### To do
Please list every line in the rows below that contains the word "concrete", copying each such line in full.

### Records provided
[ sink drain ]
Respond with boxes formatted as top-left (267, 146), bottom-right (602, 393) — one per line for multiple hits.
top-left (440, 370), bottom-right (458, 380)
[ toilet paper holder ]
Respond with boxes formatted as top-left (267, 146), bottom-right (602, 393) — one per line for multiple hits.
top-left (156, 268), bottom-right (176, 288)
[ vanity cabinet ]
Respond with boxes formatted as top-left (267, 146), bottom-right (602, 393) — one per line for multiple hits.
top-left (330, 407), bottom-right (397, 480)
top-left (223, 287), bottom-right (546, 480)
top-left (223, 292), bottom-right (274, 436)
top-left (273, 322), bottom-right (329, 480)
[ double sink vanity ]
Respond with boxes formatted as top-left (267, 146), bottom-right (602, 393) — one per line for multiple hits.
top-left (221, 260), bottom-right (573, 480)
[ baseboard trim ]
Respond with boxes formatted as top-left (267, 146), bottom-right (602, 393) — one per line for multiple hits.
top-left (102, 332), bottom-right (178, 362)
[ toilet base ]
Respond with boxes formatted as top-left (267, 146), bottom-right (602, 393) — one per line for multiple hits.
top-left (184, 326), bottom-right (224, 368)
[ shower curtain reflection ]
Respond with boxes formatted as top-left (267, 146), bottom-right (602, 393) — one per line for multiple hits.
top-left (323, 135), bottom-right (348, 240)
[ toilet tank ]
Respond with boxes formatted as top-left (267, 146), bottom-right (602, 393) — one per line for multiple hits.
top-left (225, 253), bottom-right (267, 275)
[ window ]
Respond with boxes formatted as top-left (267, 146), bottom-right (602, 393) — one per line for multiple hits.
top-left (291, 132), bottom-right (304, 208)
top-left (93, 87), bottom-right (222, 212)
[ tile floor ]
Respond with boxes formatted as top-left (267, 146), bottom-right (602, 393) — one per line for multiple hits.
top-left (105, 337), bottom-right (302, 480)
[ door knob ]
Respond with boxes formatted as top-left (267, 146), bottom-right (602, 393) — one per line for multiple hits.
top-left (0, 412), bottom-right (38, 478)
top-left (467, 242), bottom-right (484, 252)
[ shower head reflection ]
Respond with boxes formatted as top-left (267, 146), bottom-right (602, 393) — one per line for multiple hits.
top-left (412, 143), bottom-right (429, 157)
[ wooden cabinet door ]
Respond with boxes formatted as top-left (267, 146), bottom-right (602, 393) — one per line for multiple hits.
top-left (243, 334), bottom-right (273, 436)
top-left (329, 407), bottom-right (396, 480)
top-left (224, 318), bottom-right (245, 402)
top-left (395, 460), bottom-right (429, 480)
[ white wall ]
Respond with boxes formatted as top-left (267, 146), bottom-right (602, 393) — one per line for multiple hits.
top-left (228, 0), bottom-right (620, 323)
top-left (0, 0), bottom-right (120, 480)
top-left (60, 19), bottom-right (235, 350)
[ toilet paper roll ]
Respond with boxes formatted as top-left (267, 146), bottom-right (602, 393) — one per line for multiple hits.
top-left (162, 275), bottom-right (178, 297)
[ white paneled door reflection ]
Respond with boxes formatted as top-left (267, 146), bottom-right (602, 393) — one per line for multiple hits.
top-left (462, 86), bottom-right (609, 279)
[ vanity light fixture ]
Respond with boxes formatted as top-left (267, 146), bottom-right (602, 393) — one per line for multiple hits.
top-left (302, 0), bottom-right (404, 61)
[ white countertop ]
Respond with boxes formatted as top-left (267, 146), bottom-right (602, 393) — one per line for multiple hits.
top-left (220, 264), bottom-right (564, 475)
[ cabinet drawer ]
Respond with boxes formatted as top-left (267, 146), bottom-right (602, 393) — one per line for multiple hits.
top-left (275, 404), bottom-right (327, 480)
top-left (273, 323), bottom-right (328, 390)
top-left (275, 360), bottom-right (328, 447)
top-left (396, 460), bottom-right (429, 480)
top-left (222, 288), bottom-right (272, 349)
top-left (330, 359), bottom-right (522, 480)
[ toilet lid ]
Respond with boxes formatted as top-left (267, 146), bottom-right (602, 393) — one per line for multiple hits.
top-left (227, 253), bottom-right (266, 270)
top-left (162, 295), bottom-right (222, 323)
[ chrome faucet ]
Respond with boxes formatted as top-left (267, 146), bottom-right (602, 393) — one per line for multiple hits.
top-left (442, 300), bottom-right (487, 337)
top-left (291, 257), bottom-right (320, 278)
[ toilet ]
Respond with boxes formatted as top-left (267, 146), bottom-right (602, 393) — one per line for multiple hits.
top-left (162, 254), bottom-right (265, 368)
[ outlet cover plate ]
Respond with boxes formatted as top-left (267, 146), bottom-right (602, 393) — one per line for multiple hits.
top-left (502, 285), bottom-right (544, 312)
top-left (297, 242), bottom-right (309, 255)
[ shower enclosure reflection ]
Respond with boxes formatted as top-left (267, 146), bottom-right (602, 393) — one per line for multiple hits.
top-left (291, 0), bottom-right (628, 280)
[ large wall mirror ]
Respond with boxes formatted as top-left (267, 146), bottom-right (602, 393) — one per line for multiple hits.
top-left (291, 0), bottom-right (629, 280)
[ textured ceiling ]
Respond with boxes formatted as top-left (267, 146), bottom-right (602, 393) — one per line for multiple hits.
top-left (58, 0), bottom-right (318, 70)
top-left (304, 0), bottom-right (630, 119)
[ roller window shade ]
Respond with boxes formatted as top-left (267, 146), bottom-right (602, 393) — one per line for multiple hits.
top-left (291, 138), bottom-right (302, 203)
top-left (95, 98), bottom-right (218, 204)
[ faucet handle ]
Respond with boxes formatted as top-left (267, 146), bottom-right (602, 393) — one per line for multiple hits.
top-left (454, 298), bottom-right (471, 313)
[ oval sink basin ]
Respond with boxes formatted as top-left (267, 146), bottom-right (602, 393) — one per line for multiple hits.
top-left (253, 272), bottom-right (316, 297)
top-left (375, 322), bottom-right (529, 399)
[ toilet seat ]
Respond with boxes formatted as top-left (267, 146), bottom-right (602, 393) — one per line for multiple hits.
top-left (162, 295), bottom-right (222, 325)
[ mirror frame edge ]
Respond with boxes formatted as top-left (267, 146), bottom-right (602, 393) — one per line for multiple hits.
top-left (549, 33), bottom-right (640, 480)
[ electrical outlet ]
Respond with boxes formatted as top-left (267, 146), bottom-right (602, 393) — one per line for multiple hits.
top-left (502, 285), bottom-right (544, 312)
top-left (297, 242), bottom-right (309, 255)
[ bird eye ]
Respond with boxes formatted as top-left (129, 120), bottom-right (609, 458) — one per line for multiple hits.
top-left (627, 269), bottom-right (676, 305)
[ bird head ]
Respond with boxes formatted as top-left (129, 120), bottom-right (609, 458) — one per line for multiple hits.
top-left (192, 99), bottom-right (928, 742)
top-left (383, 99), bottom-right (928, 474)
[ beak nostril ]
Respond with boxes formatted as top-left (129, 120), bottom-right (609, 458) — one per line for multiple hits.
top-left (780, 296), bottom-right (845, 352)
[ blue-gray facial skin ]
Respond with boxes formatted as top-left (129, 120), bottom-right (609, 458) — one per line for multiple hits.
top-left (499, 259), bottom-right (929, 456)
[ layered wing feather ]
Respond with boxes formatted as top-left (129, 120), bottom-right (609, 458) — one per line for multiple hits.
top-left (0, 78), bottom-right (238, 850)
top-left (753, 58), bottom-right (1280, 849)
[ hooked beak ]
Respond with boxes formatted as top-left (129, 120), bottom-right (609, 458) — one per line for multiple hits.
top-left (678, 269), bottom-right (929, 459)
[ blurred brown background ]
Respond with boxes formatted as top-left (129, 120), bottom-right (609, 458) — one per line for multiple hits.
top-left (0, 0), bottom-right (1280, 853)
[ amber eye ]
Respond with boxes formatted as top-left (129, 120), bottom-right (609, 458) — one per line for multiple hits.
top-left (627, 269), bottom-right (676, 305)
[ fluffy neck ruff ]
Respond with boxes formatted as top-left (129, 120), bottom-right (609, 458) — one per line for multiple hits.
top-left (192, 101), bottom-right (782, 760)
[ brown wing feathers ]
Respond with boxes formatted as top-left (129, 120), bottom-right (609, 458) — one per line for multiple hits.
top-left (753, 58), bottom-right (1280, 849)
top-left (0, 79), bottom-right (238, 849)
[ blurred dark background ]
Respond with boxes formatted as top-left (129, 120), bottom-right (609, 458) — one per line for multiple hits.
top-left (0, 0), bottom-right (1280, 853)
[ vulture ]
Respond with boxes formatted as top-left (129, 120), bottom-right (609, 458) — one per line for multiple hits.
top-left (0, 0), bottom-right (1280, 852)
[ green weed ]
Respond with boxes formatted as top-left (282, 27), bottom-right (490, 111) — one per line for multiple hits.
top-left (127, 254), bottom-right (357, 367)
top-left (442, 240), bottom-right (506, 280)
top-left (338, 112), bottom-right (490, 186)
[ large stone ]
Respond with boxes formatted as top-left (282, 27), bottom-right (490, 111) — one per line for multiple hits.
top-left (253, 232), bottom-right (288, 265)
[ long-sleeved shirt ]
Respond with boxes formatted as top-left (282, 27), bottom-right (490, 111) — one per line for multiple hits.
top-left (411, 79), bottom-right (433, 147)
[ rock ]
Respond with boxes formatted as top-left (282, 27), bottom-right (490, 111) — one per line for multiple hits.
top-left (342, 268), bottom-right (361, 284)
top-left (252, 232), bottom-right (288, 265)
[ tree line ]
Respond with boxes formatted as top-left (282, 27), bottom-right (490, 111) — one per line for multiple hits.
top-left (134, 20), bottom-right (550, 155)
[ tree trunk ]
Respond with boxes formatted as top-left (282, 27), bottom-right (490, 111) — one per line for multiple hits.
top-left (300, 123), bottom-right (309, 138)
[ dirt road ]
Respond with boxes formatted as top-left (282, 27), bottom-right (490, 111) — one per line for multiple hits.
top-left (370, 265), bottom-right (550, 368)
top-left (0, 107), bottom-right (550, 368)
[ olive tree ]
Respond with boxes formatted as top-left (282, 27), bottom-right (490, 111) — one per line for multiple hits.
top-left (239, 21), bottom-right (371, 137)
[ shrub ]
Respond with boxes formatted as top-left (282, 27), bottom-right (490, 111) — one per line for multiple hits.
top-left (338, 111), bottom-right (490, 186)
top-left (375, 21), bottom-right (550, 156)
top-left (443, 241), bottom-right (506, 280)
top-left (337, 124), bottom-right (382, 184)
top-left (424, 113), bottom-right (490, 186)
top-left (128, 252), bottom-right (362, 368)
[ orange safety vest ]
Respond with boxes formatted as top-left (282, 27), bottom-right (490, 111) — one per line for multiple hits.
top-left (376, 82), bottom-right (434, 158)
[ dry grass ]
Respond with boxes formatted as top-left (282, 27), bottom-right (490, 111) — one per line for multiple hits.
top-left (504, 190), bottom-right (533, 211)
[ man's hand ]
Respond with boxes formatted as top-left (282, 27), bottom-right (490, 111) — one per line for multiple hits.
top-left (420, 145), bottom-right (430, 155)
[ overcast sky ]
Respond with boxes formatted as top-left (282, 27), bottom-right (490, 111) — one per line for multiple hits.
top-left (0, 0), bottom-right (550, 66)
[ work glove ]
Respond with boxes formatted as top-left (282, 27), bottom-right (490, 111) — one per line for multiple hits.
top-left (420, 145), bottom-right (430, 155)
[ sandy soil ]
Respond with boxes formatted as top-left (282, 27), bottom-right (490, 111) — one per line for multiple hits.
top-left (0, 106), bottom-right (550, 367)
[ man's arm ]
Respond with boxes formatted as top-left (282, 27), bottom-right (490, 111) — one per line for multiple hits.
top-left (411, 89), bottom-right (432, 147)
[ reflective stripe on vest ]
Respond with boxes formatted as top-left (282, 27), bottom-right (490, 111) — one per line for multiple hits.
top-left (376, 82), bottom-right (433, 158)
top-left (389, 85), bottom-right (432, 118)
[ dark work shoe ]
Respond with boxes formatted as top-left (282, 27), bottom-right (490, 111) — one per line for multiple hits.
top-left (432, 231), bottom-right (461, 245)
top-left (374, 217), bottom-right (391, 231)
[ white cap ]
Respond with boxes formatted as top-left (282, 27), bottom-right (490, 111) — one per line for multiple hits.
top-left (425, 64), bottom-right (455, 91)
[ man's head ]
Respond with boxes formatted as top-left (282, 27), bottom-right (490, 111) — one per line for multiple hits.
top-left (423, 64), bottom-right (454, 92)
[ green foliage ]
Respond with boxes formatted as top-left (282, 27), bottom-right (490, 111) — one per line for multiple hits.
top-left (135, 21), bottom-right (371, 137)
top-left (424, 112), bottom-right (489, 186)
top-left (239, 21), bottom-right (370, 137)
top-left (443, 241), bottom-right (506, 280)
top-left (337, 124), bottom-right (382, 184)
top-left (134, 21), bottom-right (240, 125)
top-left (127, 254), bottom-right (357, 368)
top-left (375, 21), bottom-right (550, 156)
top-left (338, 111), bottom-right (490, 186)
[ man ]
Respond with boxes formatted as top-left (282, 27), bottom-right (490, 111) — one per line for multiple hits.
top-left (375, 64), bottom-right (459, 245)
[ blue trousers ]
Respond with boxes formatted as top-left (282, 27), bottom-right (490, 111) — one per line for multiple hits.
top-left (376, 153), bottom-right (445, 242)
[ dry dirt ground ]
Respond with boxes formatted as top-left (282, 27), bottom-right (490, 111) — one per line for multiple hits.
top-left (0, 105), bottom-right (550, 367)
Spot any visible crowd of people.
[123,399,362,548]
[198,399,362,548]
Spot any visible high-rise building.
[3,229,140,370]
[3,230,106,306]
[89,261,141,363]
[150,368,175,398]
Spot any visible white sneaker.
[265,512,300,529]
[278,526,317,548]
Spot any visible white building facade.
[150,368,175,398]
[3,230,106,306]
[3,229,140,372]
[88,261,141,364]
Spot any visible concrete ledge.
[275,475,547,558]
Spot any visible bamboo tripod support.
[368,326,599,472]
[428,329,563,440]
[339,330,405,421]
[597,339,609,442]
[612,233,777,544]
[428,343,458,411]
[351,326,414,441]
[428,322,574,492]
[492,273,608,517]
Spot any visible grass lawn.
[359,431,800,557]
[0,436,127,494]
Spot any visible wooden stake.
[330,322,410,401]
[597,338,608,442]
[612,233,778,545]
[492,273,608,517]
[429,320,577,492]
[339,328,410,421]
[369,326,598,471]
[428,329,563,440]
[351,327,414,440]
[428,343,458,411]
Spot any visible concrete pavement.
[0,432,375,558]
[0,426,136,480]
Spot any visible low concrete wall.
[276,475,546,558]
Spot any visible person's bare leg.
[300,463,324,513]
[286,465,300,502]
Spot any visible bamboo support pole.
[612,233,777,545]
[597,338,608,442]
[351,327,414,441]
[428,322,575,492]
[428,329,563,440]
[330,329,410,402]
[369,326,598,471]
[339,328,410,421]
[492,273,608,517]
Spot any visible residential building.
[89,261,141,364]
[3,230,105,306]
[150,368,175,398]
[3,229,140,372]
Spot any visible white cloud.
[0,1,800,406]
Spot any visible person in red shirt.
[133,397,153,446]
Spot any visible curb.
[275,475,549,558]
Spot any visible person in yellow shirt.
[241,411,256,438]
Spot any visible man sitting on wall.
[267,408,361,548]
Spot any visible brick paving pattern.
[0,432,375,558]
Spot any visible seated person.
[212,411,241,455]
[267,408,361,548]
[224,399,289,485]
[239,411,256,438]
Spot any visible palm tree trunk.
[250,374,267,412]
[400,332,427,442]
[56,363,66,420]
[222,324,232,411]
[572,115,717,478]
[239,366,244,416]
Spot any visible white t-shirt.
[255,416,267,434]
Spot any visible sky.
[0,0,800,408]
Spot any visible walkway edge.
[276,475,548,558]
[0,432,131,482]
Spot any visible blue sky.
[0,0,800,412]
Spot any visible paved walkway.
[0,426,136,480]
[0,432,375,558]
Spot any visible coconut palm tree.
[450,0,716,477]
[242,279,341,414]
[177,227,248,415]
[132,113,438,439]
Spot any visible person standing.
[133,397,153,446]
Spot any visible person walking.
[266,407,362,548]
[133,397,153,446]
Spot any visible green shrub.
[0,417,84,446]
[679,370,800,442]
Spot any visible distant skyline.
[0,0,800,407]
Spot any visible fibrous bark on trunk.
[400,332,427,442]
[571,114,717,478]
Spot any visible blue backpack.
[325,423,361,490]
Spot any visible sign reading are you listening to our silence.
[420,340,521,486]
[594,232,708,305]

### Response to the task
Spot any visible concrete ledge.
Spot any visible concrete pavement.
Spot any visible low concrete wall.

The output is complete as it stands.